> **Records for the task**
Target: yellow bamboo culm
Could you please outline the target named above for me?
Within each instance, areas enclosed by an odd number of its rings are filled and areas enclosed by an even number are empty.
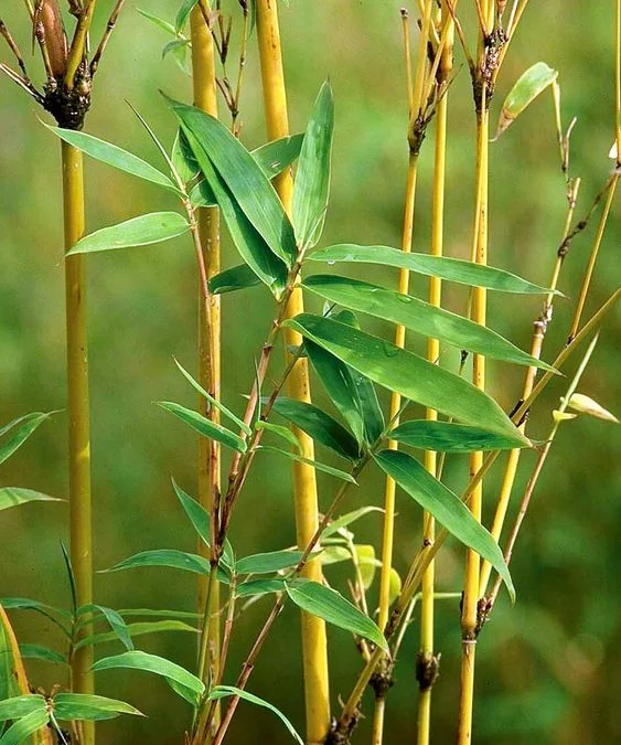
[[[494,2],[481,0],[482,18],[488,28],[492,28]],[[479,40],[479,56],[485,54],[482,33]],[[479,74],[479,73],[478,73]],[[477,110],[477,174],[475,174],[475,210],[471,260],[475,264],[488,263],[488,156],[490,139],[490,113],[486,84],[478,79],[480,97]],[[471,317],[477,323],[485,326],[486,291],[482,287],[472,290]],[[472,383],[480,391],[485,390],[485,358],[474,354],[472,358]],[[473,453],[470,457],[471,478],[481,469],[483,454]],[[480,522],[483,504],[483,483],[480,482],[470,498],[470,511]],[[461,611],[461,675],[458,721],[458,745],[470,745],[472,739],[472,712],[474,705],[474,662],[477,635],[479,632],[479,584],[481,560],[475,551],[467,551],[463,604]]]
[[[84,177],[82,152],[62,142],[65,248],[68,251],[84,233]],[[67,411],[69,419],[69,538],[77,605],[93,603],[93,533],[90,499],[90,404],[88,395],[88,348],[86,321],[85,257],[65,258],[65,309],[67,333]],[[93,624],[81,629],[81,637],[93,634]],[[72,659],[72,690],[95,690],[93,647],[77,649]],[[83,745],[95,743],[94,722],[82,724]]]
[[[194,106],[203,111],[217,116],[217,84],[215,68],[215,50],[211,30],[205,17],[197,6],[190,15],[190,31],[192,39],[192,88]],[[220,272],[220,212],[217,207],[204,207],[199,211],[199,234],[207,279]],[[208,318],[206,317],[208,315]],[[204,287],[199,280],[199,382],[216,400],[221,396],[221,304],[220,297],[211,295],[208,307],[205,300]],[[218,411],[208,406],[203,397],[200,406],[212,422],[218,422]],[[214,493],[221,482],[221,448],[215,440],[204,437],[199,439],[199,502],[211,511]],[[208,549],[201,541],[199,553],[208,558]],[[199,613],[205,613],[207,595],[207,577],[199,581]],[[210,598],[211,607],[220,608],[220,585],[213,583]],[[210,618],[210,663],[206,666],[212,680],[220,678],[220,614],[214,613]],[[220,706],[213,720],[217,726]]]
[[[447,43],[442,51],[440,62],[440,78],[448,81],[452,68],[453,53],[453,23],[452,17],[445,3],[439,13],[439,25],[448,25]],[[443,216],[445,216],[445,175],[447,153],[447,119],[448,119],[448,92],[445,92],[438,103],[436,115],[436,151],[433,164],[433,191],[431,212],[431,255],[442,256],[443,253]],[[432,306],[441,305],[442,284],[438,277],[429,280],[429,302]],[[427,359],[437,363],[440,356],[440,342],[429,339],[427,342]],[[428,421],[436,421],[438,412],[428,408]],[[425,453],[425,467],[432,476],[438,476],[438,458],[432,450]],[[425,514],[422,539],[426,545],[431,545],[436,540],[435,520],[430,514]],[[420,652],[419,652],[419,698],[417,721],[417,745],[429,745],[431,733],[431,692],[435,677],[438,673],[438,658],[433,653],[433,589],[435,589],[435,563],[431,561],[422,575],[421,603],[420,603]]]
[[[263,93],[267,136],[270,140],[289,136],[287,92],[282,70],[280,29],[276,0],[257,0],[257,38],[261,67]],[[290,214],[292,201],[292,178],[287,169],[279,174],[274,185]],[[301,289],[291,295],[287,316],[303,311]],[[301,337],[291,329],[285,329],[285,344],[296,347]],[[300,359],[288,379],[288,394],[298,401],[310,402],[308,361]],[[314,458],[313,441],[306,433],[293,428],[300,440],[306,458]],[[293,465],[293,489],[296,509],[296,532],[299,546],[307,545],[319,525],[317,480],[314,469],[306,464]],[[321,564],[311,561],[302,576],[322,582]],[[302,613],[302,657],[304,672],[304,701],[307,715],[307,742],[321,743],[330,727],[330,688],[328,669],[328,641],[325,624],[320,618]]]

> **Required work**
How many lines in the rows above contain the string "empty", matching case exactly? Reply with the number alone.

> **Response below**
1